## Dataset entries
==========

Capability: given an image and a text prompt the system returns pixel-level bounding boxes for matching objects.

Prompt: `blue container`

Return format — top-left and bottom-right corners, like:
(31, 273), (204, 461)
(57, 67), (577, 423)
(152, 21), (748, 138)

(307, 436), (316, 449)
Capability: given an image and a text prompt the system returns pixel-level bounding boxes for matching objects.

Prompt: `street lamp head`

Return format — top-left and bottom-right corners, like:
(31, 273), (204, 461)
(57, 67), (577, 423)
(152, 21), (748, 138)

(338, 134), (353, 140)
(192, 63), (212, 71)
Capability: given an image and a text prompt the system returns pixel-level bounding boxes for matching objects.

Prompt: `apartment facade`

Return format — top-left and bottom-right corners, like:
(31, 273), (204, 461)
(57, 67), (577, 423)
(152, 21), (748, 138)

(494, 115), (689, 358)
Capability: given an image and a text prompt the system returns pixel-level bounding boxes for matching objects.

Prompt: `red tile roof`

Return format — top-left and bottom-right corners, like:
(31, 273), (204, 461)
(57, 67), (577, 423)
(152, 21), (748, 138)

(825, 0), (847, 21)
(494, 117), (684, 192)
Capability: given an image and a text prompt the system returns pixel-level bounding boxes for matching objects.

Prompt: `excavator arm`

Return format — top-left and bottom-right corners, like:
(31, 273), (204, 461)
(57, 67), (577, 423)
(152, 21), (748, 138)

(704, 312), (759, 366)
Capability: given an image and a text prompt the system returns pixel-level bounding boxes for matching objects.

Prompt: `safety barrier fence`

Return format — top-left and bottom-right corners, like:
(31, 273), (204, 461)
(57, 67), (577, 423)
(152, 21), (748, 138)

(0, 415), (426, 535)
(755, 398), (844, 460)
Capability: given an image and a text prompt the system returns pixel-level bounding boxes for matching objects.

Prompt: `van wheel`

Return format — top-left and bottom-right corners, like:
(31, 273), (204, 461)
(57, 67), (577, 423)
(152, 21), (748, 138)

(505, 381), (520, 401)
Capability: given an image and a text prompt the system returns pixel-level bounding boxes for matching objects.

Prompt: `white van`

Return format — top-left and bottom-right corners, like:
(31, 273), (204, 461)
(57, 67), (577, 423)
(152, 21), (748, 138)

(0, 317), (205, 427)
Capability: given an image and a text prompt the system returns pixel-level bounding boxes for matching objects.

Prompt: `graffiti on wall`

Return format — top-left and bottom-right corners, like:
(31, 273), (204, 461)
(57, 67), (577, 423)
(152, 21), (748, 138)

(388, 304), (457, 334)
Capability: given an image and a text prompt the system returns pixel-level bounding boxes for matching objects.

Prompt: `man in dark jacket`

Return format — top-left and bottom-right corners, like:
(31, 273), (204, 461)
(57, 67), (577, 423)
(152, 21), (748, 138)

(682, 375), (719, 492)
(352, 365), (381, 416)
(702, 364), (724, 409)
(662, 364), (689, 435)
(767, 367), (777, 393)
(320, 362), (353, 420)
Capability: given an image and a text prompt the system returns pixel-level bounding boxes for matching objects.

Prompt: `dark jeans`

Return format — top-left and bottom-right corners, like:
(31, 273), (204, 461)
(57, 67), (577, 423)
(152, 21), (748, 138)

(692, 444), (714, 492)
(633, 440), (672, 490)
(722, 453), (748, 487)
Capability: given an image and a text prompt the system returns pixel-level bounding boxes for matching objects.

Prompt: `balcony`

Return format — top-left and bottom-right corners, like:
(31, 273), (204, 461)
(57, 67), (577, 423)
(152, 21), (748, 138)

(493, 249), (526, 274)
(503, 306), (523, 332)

==========

From the data above, copy each line with the string "dark" in it.

## RESULT
Prompt: `man in dark jacket`
Prompt: `dark jeans`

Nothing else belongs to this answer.